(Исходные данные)
╔══

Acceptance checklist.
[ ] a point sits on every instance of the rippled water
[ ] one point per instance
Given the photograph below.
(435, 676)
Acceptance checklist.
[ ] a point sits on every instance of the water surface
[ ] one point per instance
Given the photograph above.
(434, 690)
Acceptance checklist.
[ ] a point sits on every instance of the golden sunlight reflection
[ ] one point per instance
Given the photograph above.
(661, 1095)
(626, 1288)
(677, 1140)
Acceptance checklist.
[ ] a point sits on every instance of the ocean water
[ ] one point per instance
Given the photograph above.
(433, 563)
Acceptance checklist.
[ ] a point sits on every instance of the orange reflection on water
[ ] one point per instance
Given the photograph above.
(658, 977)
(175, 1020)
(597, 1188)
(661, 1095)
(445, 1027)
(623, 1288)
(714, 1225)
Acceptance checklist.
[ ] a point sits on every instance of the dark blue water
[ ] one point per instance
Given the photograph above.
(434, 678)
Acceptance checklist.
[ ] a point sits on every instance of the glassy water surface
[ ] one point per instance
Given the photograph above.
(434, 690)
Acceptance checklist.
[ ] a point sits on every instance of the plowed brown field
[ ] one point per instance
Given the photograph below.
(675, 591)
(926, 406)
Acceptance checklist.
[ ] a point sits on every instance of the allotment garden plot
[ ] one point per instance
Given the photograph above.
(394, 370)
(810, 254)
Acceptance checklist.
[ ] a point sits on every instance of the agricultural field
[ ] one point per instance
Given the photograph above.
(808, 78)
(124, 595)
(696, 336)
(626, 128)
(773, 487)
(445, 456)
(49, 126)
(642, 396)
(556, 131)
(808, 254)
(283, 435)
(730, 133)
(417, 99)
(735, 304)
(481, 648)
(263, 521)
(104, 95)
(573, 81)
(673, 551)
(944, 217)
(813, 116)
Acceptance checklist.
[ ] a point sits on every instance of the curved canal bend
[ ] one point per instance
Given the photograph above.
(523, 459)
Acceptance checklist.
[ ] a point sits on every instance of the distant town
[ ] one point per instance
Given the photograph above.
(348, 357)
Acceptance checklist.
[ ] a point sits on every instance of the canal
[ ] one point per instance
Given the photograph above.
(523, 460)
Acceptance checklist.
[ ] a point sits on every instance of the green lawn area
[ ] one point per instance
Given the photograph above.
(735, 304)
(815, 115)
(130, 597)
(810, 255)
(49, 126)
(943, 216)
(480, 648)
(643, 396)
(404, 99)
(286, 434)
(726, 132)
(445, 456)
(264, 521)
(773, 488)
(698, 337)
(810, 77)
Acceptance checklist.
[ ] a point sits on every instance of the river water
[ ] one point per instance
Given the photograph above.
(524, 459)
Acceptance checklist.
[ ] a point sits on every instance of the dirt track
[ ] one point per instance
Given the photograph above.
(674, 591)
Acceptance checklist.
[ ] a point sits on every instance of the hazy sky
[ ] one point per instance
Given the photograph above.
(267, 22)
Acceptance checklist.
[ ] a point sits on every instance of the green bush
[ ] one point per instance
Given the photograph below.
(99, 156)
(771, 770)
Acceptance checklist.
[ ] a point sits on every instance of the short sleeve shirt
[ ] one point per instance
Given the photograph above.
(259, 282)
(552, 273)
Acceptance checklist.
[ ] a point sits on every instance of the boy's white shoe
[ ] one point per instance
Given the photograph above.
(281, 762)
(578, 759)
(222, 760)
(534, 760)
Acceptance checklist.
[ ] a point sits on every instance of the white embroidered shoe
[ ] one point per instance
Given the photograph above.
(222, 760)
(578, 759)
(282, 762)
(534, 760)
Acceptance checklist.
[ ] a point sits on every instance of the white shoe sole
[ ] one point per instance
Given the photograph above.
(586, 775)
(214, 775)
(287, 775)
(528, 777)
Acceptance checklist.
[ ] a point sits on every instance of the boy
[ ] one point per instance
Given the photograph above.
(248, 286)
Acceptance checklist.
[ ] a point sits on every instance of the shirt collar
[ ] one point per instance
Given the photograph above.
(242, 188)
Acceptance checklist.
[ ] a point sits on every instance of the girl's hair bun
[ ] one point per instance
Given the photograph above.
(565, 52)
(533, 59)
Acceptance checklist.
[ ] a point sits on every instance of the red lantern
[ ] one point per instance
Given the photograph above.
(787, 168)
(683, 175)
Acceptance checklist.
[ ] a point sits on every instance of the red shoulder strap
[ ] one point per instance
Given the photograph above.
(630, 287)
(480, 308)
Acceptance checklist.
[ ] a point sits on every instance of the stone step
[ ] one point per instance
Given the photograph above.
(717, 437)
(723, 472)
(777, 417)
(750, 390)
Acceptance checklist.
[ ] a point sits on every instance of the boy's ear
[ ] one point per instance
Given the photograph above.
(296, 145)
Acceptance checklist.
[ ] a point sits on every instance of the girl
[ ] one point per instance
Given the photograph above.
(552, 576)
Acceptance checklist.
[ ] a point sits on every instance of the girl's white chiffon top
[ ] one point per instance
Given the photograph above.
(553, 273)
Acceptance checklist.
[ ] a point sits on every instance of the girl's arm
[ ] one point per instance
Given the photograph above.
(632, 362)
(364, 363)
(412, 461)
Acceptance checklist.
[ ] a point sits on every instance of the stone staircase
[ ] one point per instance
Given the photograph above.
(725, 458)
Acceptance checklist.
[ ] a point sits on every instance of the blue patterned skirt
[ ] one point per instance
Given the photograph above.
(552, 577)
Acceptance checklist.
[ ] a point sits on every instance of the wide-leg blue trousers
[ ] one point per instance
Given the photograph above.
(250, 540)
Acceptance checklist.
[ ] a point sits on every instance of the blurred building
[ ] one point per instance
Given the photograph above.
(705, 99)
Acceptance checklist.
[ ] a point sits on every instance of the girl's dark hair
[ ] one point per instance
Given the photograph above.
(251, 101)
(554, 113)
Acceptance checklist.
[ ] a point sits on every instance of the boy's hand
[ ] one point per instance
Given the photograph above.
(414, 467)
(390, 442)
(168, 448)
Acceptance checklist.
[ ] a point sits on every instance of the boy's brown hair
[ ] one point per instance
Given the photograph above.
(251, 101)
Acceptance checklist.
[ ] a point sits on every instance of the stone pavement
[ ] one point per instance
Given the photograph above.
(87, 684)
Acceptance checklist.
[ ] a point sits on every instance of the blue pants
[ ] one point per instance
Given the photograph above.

╚══

Цель упражнения>
Соберите все строки из приведённых выше данных, в которых встречается слово «dark».

Результат выполнения>
[ ] a point sits on every instance of the dark blue water
[ ] a point sits on every instance of the girl's dark hair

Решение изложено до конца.